Actions to take:
**1.** In the post criticizing online personal ads, which two sites did the writer browse?
**2.** In the post criticizing online personal ads, what message does the writer take from how the men filled out their surveys, and what is it based on? Answer in one to three sentences.
**3.** Continue the post criticizing online personal ads, picking up after its final sentence.
## Start Extract
Gratuitous Criticism of On-Line Personal Ads, From One Too Chicken To Post/Answer 'Em

A few months ago, my co-workers discovered that a former co-worker of ours (who was universally regarded as a complete loser) had posted an online personal ad. Out of curiosity, I found myself perusing a whole bunch of ads on match.com and Yahoo personals.

What I noticed, more than any other thing, was the preponderance of ads where men (I’ll be honest, I didn’t look at any women’s ads) had filled out the personality surveys as follows:

Items marked as “No preference”:

Height
Eye Color
Hair Color
Religion
Political affilition
Smoking status
Drinking status
Hobbies/interests
Single/divorced/separated
Wants/has kids
Income level
Educational level
Type of job

Items always filled out:

Body type - fit
The message I came away with was pretty clear…no one gives a shit if you’re a chain-smoking, alcoholic, homeless, lazy, skinhead, neo-nazi, kitten-stomping, axe murderer divorcee with 13 kids, as long as you’re not a fat chain-smoking, alcoholic, homeless, lazy, skinhead, neo-nazi, kitten-stomping, axe murderer divorcee with 13 kids.
## End Extract
## Start Data
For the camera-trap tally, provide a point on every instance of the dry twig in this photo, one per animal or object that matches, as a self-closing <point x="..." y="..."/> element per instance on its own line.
## End Data
Answers to the tasks:
**1.** Match.com and Yahoo personals.

**2.** The writer concludes that the men don't care about a woman's habits, beliefs, circumstances or character as long as she isn't fat. This is because the men marked almost every item, such as religion, smoking, income and whether she has kids, as "No preference," while always filling in body type as "fit."

**3.**
Many of the women’s ads are just the opposite - so many qualifications that they effectively eliminate any possible matches. He must be a non-smoker, non-drinker, have no kids, make $100,000+, single or divorced only (no “separated”), full head of hair, “fit”, professional (whatever that means), over 6 feet tall…

Oh, and “no baggage”.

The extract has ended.